▶ **Requests**:
[a] From the passage on the book lawsuit, pull out the text starting with "According to the" and going on through "the CBS-owned company.".
[b] Name every company, law firm, or publishing imprint mentioned in the passage on the book lawsuit.
** begin Source passage **
According to the lawsuit, Simon & Schuster was to pay the controversial gay conservative a $255,000 advance for a book to be published by its Threshold imprint, though it backed out of the agreement over fear of repercussions from progressives threatening to boycott the CBS-owned company.
The lawsuit, filed Friday by Meister Seelig & Fein out of New York, says executives at the publishing house praised early manuscripts of Dangerous, told its marketing and public relations departments to prepare for war, then pulled the plug on the book three weeks prior to its originally scheduled release.
The lawsuit says Simon & Schuster spiked Yiannopoulos’ book “in the wake of false and misleading reports that he had publicly condoned pedophilia — an accusation he has vociferously denied in social media postings, as well as in the pages of Dangerous, which Yiannopoulos self-published on July 4, 2017.”
** end Source passage **
** begin Supplied information **
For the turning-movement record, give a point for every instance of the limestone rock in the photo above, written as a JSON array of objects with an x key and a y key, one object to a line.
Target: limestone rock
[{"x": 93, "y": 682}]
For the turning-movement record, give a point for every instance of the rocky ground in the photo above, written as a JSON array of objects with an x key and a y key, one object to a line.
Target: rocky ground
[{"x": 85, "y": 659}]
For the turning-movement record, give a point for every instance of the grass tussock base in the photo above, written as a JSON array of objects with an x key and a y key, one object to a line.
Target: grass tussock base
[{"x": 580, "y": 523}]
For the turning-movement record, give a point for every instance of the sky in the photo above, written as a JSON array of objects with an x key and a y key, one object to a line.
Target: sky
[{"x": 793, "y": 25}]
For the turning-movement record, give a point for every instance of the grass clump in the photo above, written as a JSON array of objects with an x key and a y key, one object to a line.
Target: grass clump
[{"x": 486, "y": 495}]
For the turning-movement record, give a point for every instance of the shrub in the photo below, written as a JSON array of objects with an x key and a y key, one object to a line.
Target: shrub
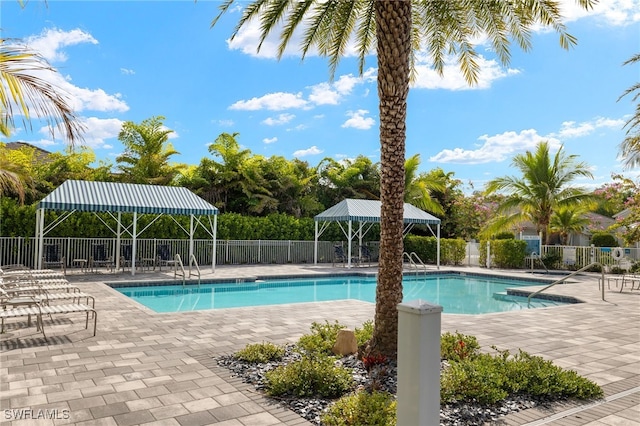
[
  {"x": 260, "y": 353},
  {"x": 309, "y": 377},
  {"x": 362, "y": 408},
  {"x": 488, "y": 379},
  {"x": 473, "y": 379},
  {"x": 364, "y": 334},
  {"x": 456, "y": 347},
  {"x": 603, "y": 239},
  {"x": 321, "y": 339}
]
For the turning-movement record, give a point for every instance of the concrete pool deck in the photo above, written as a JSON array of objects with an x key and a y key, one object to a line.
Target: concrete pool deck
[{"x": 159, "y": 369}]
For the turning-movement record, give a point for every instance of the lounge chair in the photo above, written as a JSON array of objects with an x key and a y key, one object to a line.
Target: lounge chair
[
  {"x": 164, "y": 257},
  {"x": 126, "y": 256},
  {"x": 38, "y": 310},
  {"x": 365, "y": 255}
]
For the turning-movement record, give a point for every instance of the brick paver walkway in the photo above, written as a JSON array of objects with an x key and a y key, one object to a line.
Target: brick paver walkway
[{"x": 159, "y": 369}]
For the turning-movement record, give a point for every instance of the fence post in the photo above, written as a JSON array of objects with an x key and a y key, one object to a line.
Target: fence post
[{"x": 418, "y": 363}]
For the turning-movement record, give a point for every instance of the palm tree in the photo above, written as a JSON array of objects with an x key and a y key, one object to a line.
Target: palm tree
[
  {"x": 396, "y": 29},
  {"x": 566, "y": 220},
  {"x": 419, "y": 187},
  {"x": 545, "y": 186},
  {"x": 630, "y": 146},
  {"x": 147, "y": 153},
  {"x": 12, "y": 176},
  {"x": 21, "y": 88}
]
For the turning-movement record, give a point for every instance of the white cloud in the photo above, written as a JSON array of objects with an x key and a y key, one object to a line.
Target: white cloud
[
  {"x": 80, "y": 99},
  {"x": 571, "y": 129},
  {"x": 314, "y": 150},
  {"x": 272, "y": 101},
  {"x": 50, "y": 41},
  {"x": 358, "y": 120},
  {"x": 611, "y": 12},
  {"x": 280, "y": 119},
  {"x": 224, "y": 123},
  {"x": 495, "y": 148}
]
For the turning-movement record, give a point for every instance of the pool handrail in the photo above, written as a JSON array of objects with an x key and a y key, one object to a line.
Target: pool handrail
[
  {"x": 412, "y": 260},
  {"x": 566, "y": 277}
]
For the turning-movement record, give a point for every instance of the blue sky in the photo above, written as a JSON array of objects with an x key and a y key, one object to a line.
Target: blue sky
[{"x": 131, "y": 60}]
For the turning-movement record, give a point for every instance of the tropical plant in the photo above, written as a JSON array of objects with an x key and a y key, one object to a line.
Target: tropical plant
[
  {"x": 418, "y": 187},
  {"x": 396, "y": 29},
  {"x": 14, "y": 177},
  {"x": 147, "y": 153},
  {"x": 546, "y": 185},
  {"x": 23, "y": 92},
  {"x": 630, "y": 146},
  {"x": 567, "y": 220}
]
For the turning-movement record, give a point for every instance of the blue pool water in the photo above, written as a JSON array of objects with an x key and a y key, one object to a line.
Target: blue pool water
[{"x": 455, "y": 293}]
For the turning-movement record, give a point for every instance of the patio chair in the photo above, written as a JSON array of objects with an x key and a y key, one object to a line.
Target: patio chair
** end Supplied information **
▶ **Answers below**:
[a]
According to the lawsuit, Simon & Schuster was to pay the controversial gay conservative a $255,000 advance for a book to be published by its Threshold imprint, though it backed out of the agreement over fear of repercussions from progressives threatening to boycott the CBS-owned company.

[b]
Simon & Schuster
Threshold
CBS
Meister Seelig & Fein